**EXTRACTED DATA:**
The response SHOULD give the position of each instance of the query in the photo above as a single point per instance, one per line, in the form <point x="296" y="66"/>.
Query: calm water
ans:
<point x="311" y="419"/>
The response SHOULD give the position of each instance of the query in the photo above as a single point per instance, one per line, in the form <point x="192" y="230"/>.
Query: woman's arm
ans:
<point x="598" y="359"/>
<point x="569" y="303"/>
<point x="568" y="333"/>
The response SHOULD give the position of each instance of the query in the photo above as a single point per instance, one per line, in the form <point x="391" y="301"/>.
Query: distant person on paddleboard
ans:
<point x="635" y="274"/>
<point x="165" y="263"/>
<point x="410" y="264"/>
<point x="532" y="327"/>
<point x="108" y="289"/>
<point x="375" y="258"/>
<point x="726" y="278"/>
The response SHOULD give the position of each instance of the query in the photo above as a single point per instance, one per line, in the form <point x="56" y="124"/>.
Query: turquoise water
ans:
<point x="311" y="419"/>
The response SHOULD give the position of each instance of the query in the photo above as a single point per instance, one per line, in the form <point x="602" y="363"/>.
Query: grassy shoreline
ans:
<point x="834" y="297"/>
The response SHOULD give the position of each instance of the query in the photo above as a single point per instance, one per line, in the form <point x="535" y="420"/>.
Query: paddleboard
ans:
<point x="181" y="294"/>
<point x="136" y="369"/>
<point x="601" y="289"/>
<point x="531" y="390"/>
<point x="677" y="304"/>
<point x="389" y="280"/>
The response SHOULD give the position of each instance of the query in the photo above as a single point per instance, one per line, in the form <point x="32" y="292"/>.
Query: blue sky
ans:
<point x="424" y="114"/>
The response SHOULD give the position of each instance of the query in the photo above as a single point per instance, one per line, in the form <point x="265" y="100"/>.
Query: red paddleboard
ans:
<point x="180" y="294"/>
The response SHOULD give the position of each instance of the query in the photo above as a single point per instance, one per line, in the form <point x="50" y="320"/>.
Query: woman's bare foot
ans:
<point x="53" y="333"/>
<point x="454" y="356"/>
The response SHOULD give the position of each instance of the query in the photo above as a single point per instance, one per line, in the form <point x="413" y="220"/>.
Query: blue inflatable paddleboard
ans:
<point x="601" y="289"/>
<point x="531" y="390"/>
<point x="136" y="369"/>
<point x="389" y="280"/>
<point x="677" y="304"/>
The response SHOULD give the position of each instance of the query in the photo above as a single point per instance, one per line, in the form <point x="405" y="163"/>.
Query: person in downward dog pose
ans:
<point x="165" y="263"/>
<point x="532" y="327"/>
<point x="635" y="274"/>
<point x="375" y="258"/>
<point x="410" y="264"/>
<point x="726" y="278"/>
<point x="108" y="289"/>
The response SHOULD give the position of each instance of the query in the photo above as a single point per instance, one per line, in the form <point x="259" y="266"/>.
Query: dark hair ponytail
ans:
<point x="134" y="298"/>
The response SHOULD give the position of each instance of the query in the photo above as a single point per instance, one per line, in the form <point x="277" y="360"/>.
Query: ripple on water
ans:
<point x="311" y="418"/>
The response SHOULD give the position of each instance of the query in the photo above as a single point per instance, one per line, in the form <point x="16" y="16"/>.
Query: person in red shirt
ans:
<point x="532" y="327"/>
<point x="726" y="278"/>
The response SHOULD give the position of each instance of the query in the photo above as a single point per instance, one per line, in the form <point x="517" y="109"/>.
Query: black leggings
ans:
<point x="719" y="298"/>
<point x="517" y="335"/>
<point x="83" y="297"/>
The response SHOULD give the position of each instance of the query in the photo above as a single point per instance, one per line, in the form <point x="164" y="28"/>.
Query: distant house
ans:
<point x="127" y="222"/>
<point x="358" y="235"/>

**REQUEST:**
The records above should be returned exactly.

**RESPONSE TO THIS EXERCISE:**
The response SHOULD give the position of each instance of the query in the photo above as a single point per instance, one per line, in the form <point x="296" y="66"/>.
Query: calm water
ans:
<point x="311" y="419"/>
The response SHOULD give the position of each instance of the query in the photo above as a single point per instance, one per line, in the form <point x="192" y="230"/>.
Query: woman's arm
ans:
<point x="598" y="359"/>
<point x="569" y="303"/>
<point x="568" y="333"/>
The response SHOULD give the position of each instance of the query in the photo above as a single point per instance, one per line, in the form <point x="391" y="301"/>.
Query: distant person on paddleboard
ans:
<point x="635" y="274"/>
<point x="165" y="263"/>
<point x="410" y="264"/>
<point x="532" y="327"/>
<point x="108" y="289"/>
<point x="375" y="258"/>
<point x="726" y="278"/>
The response SHOULD give the position of each instance of the query in the photo above as a single point per instance, one per line, in the form <point x="56" y="124"/>.
Query: turquoise water
ans:
<point x="311" y="419"/>
The response SHOULD give the position of each instance of the query in the photo above as a single point per instance, one per line, in the form <point x="602" y="363"/>.
Query: grassy shoreline
ans:
<point x="834" y="297"/>
The response SHOULD give the position of each instance of the query in the photo above as a single point per instance, one per line, in the form <point x="535" y="420"/>.
Query: paddleboard
ans:
<point x="181" y="294"/>
<point x="136" y="369"/>
<point x="601" y="289"/>
<point x="531" y="390"/>
<point x="677" y="304"/>
<point x="389" y="280"/>
The response SHOULD give the position of each instance of the query in the photo above as a single point per instance, one per line, in the form <point x="32" y="292"/>.
Query: blue sky
ans:
<point x="424" y="114"/>
The response SHOULD give the position of each instance of the query in the photo above as a single point per instance, one per line, in the form <point x="265" y="100"/>.
Query: red paddleboard
ans:
<point x="180" y="294"/>
The response SHOULD give the position of each instance of the query in the photo above as a single point per instance, one per line, in the form <point x="50" y="320"/>.
Query: woman's bare foot
ans:
<point x="53" y="333"/>
<point x="454" y="356"/>
The response SHOULD give the position of each instance of the query in the photo above as a single point per instance, one per line, in the form <point x="413" y="220"/>.
Query: blue inflatable paddleboard
ans:
<point x="601" y="289"/>
<point x="531" y="390"/>
<point x="136" y="369"/>
<point x="389" y="280"/>
<point x="677" y="304"/>
The response SHOULD give the position of each instance of the query in the photo above as a single point per instance, one per line, in the form <point x="405" y="163"/>.
Query: person in downward dog pose
ans:
<point x="165" y="263"/>
<point x="532" y="327"/>
<point x="635" y="274"/>
<point x="375" y="258"/>
<point x="410" y="264"/>
<point x="726" y="278"/>
<point x="108" y="289"/>
The response SHOULD give the position of each instance of the query in the photo above as a single point per instance, one per line, in the form <point x="259" y="266"/>.
Query: dark hair ponytail
ans:
<point x="134" y="298"/>
The response SHOULD give the position of each instance of the query in the photo above as a single point per instance, one per line, in the form <point x="277" y="360"/>.
Query: ripple on water
ans:
<point x="311" y="418"/>
The response SHOULD give the position of each instance of the query in the photo above as a single point per instance, one per line, in the form <point x="16" y="16"/>.
Query: person in red shirt
ans:
<point x="532" y="327"/>
<point x="726" y="278"/>
The response SHOULD give the position of each instance of the query in the photo above as a single point per instance, one per line, in the form <point x="517" y="109"/>.
Query: black leggings
ans:
<point x="719" y="298"/>
<point x="517" y="335"/>
<point x="83" y="297"/>
The response SHOULD give the position of each instance of the query in the photo above as a single point per instance, one per line, in the form <point x="164" y="28"/>.
Query: distant house
ans:
<point x="127" y="222"/>
<point x="358" y="235"/>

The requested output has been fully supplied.